Une équipe de recherche dirigée par la scientifique sportive Dr Fiona Streckmann de l'Université de Bâle et de l'Université allemande du sport de Cologne a montré que des exercices spécifiques, associés à un traitement contre le cancer, peuvent prévenir les lésions nerveuses dans de nombreux cas. Les chercheurs ont publié leurs résultats dans la revue JAMA Médecine interne.
Exercice parallèlement à la chimiothérapie
L’étude a porté sur 158 patients cancéreux, hommes et femmes, qui recevaient un traitement à base d’oxaliplatine ou de vinca-alcaloïdes. Les chercheurs ont réparti les patients au hasard en trois groupes. Le premier était un groupe témoin, dont les membres recevaient des soins standard. Les deux autres groupes effectuaient des séances d’exercices deux fois par semaine pendant toute la durée de leur chimiothérapie, chaque séance durant entre 15 et 30 minutes. L’un de ces groupes effectuait des exercices visant principalement à maintenir l’équilibre sur une surface de plus en plus instable. L’autre groupe s’entraînait sur une plaque vibrante.
Des examens réguliers effectués au cours des cinq années suivantes ont montré que dans le groupe témoin, environ deux fois plus de participants ont développé une CIPN que dans les deux groupes d'exercices. En d'autres termes, les exercices entrepris en parallèle de la chimiothérapie ont pu réduire l'incidence des lésions nerveuses de 50 à 70 pour cent. En outre, ils ont amélioré la qualité de vie perçue subjectivement par les patients, ont rendu moins nécessaire la réduction de leur dose de médicaments contre le cancer et ont réduit la mortalité dans les cinq années suivant la chimiothérapie.
Les participants recevant des vinca-alcaloïdes et effectuant un entraînement sensorimoteur ont obtenu le plus grand bénéfice.
Médicaments inefficaces
Au fil des ans, des sommes importantes ont été investies pour réduire l'incidence de la CIPN, explique le Dr Streckmann. « Cet effet secondaire a une influence directe sur le traitement clinique : par exemple, les patients peuvent ne pas recevoir le nombre de cycles de chimiothérapie prévu dont ils ont réellement besoin, il peut être nécessaire de réduire la dose d'agents neurotoxiques dans la chimiothérapie ou d'arrêter le traitement. »

Matériel d'étude:

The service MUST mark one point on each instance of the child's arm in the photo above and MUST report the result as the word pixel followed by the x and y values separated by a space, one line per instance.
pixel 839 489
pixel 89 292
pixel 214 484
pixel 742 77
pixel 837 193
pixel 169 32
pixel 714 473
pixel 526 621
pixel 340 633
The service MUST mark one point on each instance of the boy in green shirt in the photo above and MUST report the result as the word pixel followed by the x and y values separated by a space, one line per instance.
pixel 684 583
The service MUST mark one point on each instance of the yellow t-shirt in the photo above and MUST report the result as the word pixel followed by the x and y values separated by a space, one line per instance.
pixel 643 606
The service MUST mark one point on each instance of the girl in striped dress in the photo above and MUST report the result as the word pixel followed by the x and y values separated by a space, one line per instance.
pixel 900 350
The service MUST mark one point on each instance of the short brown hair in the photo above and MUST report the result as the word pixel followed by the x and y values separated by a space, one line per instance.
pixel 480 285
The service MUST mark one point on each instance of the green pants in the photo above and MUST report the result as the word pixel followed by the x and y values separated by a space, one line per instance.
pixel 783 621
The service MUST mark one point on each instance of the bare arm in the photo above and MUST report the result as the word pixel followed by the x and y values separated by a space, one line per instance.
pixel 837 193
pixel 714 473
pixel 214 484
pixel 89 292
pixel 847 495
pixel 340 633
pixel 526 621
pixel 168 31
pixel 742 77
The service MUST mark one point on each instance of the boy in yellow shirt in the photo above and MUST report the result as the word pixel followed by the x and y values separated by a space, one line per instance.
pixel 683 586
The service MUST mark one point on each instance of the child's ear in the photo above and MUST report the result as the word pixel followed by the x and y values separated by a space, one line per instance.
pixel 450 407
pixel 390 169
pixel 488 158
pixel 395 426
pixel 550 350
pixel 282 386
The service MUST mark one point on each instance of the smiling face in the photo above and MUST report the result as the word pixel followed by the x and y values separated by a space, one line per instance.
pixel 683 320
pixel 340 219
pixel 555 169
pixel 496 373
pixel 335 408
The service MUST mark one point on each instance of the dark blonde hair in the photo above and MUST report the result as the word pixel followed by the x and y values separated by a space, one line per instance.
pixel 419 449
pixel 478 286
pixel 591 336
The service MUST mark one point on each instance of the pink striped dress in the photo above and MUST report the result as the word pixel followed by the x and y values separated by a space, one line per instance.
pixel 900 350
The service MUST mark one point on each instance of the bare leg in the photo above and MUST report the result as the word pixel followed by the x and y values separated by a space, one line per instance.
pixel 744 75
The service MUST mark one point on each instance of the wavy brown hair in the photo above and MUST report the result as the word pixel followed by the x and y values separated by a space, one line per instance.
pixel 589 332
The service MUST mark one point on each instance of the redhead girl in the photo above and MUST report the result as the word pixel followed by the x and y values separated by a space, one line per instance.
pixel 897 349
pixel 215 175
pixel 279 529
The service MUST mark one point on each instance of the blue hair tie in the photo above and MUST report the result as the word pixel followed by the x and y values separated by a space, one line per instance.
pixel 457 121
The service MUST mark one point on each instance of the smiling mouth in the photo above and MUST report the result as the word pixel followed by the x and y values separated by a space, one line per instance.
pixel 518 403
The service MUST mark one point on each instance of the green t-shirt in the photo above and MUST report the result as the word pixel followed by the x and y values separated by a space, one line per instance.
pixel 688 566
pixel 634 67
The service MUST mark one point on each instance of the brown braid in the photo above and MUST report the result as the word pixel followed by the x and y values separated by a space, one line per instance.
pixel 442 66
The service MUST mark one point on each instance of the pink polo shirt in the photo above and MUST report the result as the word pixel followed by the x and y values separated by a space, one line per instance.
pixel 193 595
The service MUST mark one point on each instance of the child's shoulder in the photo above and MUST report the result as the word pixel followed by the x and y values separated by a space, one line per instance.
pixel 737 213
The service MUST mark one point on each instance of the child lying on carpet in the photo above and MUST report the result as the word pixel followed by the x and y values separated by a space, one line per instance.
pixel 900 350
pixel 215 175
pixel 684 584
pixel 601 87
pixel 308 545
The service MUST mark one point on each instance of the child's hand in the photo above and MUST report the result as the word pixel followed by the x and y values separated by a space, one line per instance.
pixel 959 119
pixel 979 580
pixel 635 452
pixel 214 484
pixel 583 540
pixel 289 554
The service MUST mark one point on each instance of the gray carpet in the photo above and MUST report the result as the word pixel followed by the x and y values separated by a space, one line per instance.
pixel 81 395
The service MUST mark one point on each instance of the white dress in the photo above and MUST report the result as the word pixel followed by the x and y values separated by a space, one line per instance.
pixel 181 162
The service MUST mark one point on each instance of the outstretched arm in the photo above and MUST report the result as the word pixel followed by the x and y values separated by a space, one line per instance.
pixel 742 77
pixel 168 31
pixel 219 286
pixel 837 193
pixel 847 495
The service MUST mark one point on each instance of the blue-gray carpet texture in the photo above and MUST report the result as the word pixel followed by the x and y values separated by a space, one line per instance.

Travail à faire:
A: Répondez à ces questions d'après l'extrait sur l'exercice et la chimiothérapie :
(i) Combien de patients cancéreux l'étude a-t-elle porté ?
(ii) Combien de fois par semaine les deux groupes d'exercices faisaient-ils leurs séances ?
(iii) Quels participants ont obtenu le plus grand bénéfice ?
B: Reproduisez fidèlement le passage de l'extrait sur l'exercice et la chimiothérapie qui va de « Des examens réguliers » jusqu'à « suivant la chimiothérapie. » inclus.

Réponses aux consignes:
A:
(i) 158 patients.
(ii) Deux fois par semaine.
(iii) Les participants qui recevaient des vinca-alcaloïdes et suivaient un entraînement sensorimoteur.

B:
Des examens réguliers effectués au cours des cinq années suivantes ont montré que dans le groupe témoin, environ deux fois plus de participants ont développé une CIPN que dans les deux groupes d'exercices. En d'autres termes, les exercices entrepris en parallèle de la chimiothérapie ont pu réduire l'incidence des lésions nerveuses de 50 à 70 pour cent. En outre, ils ont amélioré la qualité de vie perçue subjectivement par les patients, ont rendu moins nécessaire la réduction de leur dose de médicaments contre le cancer et ont réduit la mortalité dans les cinq années suivant la chimiothérapie.